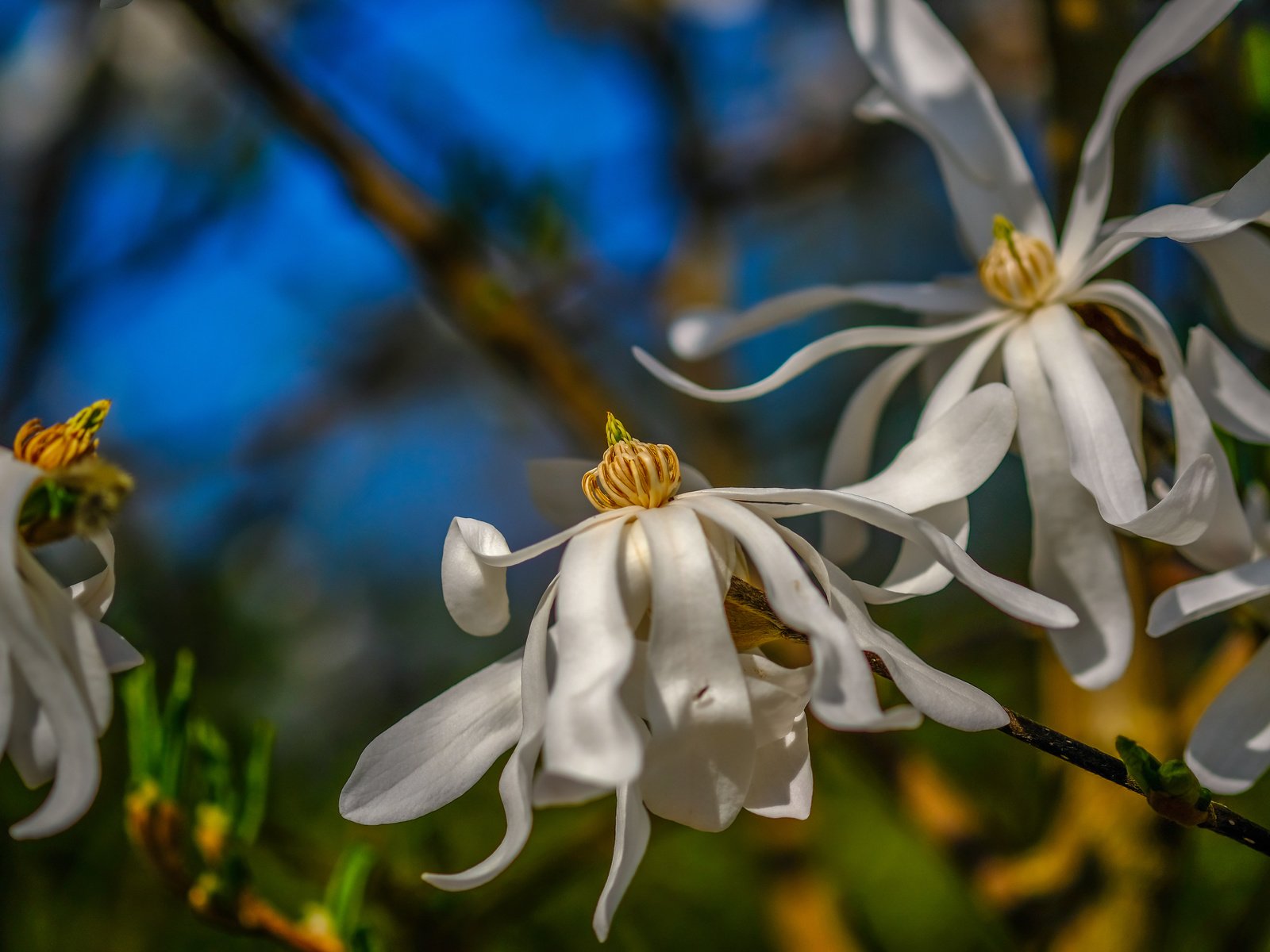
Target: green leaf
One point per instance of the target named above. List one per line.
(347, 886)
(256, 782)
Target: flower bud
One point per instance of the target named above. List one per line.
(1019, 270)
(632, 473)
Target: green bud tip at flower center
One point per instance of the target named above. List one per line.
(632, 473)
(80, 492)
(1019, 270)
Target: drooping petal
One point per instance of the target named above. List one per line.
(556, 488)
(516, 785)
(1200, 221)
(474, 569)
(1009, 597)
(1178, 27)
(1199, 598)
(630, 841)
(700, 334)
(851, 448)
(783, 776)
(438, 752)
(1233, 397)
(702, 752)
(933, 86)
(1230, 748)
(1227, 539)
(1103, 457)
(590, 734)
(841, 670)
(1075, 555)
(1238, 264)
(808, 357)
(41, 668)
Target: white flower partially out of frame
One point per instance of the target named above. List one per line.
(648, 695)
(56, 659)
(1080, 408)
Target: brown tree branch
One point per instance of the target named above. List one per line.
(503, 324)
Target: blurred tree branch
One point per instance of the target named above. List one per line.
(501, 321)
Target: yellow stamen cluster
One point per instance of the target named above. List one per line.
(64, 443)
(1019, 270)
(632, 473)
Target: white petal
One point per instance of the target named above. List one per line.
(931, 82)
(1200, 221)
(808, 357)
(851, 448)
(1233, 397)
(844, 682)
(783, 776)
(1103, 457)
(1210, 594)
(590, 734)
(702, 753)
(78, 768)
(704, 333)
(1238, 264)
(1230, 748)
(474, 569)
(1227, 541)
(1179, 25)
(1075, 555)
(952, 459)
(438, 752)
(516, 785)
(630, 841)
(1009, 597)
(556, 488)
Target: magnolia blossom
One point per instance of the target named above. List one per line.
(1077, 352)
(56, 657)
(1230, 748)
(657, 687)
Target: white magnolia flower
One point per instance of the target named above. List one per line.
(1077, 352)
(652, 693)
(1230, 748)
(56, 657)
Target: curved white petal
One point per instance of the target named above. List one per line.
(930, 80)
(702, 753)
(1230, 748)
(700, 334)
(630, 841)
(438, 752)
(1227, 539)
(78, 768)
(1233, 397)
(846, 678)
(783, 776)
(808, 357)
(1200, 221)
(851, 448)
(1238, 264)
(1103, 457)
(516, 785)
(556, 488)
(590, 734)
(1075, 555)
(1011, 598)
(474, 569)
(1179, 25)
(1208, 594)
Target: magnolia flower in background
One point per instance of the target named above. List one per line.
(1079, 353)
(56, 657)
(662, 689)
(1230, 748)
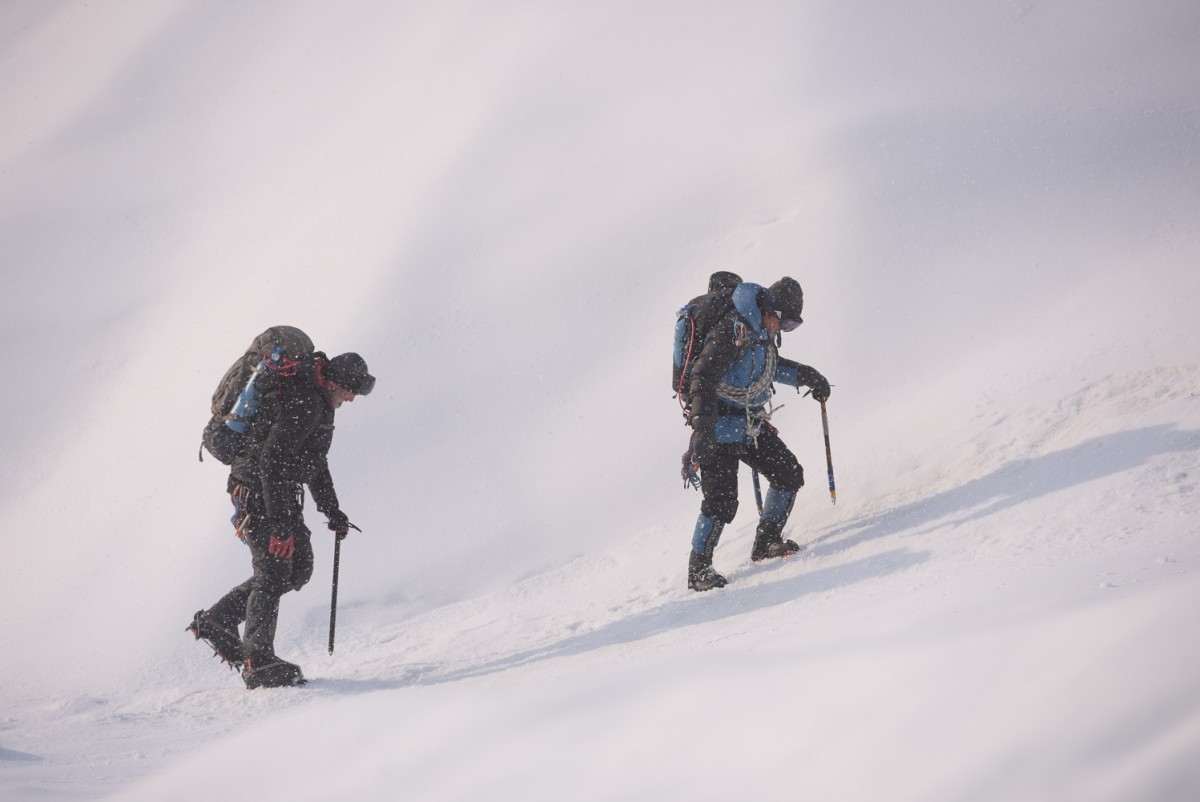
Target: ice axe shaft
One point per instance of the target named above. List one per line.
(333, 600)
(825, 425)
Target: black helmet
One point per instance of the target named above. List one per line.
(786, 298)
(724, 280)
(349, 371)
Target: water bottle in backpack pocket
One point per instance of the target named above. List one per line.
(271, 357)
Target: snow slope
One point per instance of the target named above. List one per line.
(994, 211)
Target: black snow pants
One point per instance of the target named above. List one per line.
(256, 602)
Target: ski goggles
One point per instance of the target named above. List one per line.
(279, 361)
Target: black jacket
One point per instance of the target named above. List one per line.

__REQUIRED WORK__: Can you retype every one of the lines above without changing anything, leaving the pictures out?

__SOLUTION TO THE PROBLEM__:
Target: green leaf
One point per instance of the target named above. List one per line.
(347, 886)
(256, 782)
Target: flower bud
One point per instance of the target named above. List one per line.
(1019, 270)
(632, 473)
Target: green bud tip at flower center
One point per instance of the target named above. List one per line.
(632, 473)
(80, 492)
(1019, 270)
Target: drooping petal
One point per instance of the target named above. List one per line.
(556, 488)
(516, 785)
(1200, 221)
(474, 569)
(1009, 597)
(1178, 27)
(1199, 598)
(630, 841)
(700, 334)
(851, 448)
(783, 776)
(438, 752)
(1233, 397)
(702, 752)
(933, 86)
(1230, 748)
(1227, 539)
(1103, 457)
(590, 734)
(841, 670)
(1075, 555)
(1238, 264)
(808, 357)
(41, 668)
Target: white flower partially out of frame
One point per instance of the target named above. List one per line.
(648, 695)
(56, 659)
(1080, 408)
Target: brown tree branch
One point per instance of the target named above. List one per line.
(503, 324)
Target: blurred tree branch
One point per instance of the target named above. List one per line.
(501, 321)
Target: yellow stamen cluster
One point per instance of the target named above. List one per line.
(64, 443)
(1019, 270)
(632, 473)
Target: white petal
One point per instance of the target named above. List one per line.
(931, 82)
(1200, 221)
(808, 357)
(851, 448)
(1233, 397)
(844, 682)
(783, 776)
(1103, 457)
(1210, 594)
(590, 734)
(702, 753)
(78, 768)
(704, 333)
(1238, 264)
(1230, 748)
(474, 569)
(1227, 541)
(1179, 25)
(1075, 555)
(952, 459)
(438, 752)
(516, 785)
(630, 841)
(1009, 597)
(556, 488)
Target: magnolia blossom
One point per instance of the target named above. List one per line.
(1077, 352)
(56, 657)
(1230, 748)
(657, 687)
Target: white magnolia flower
One point per instance of the target named above. List one per line.
(1077, 352)
(652, 693)
(1230, 748)
(56, 657)
Target: curved white petal
One point per instance of the target named above. List one per line.
(930, 80)
(702, 753)
(1230, 748)
(700, 334)
(630, 841)
(438, 752)
(1227, 539)
(78, 768)
(1233, 397)
(846, 678)
(783, 776)
(808, 357)
(1200, 221)
(851, 448)
(1238, 264)
(1103, 457)
(516, 785)
(556, 488)
(590, 734)
(1075, 555)
(1011, 598)
(474, 569)
(1179, 25)
(1208, 594)
Target: magnolia flower in background
One point per instance of the target named above. List one per line.
(1079, 353)
(56, 657)
(662, 689)
(1230, 748)
Target: ice axe shaft
One point per instance of the target named above. List one per line.
(333, 600)
(825, 425)
Target: black helmet
One point per instance of the target named above. List one per line.
(786, 298)
(724, 280)
(349, 371)
Target: water bottle in backpack pocket
One point per instance of the target named above. List one per line.
(271, 357)
Target: snow slope
One point per instance of the target named above. List one per line.
(994, 211)
Target: black snow pants
One point per instance of the target named above. List one per line.
(256, 602)
Target: ski goggles
One point per instance of the target named above. List one per line.
(279, 361)
Target: black jacket
One point per instance of the target named above. List one per line.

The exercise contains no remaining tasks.